CHALLENGES:
A - In the piece about the Sapphire Restaurant appeal, translate this sentence into French: "All spoke eloquently, including Chef-Owner Azmin Ghareman."
B - Extend the piece about the Sapphire Restaurant appeal, starting right after its final sentence.

PASSAGE SHOWN:
┌────────
Last Tuesday, something unfortunate occurred during the City Council meeting. In our opinion it needs to be aired publicly.

The Sapphire Restaurant and the new Pottery Place were appealing a denial by the planning commission of a request to extend its hours of bar operations to midnight seven days a week. A number of neighbors and community leaders were present to speak about the impact that alcohol, traffic and crowds are having on our midtown neighborhood and argued against granting the appeal. Present in favor of extending the bar hours were Sapphire Restaurant supporters including Joe Hanauer, owner of the property, and Morris Skenderian, the architect for the Pottery Place and Sapphire Restaurant. All spoke eloquently, including Chef-Owner Azmin Ghareman.

In his exuberant support of the appeal, Skenderian made a comment that attempted to contrast the environment on South Coast Highway at that site now and 20 years ago. We imagine his intent was to stress to City Council that the presence of Sapphire was a positive one for the city. However, he went on to argue that businesses like Sapphire were preferable to the Boom Boom Room, the Little Shrimp and Woody’s that were the focus of that area 20 years ago.
└────────
RECORDED INFORMATION:
┌────────
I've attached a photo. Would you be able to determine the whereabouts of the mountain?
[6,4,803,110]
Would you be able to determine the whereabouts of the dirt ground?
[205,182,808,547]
└────────
ANSWERS TO THE TASKS:
A - Tous ont parlé avec éloquence, y compris le chef-propriétaire Azmin Ghareman.

B -
This argument implied the patrons attracted to this area by businesses like the Sapphire were an improvement to what the area experienced before the demise of the three gay- and lesbian-oriented establishments. It came as a shock to those in the audience who heard the sentiments expressed, unintended though they may have been.

While we were surprised to hear such statements made in Laguna in 2008, what was equally distressing was to hear, during the council’s deliberations, Councilwoman Elizabeth Schneider appear to echo Skenderian’s comments arguing Sapphire was preferable to the Boom Boom Room.

Enthusiastically supporting a client’s appeal to city council is admirable. Using one’s oratorical skills to buttress the argument by burnishing the establishment’s attributes is also acceptable. However, words that denigrate a vibrant, active, historical and creative part of our village community in the process are not. Laguna is better than that.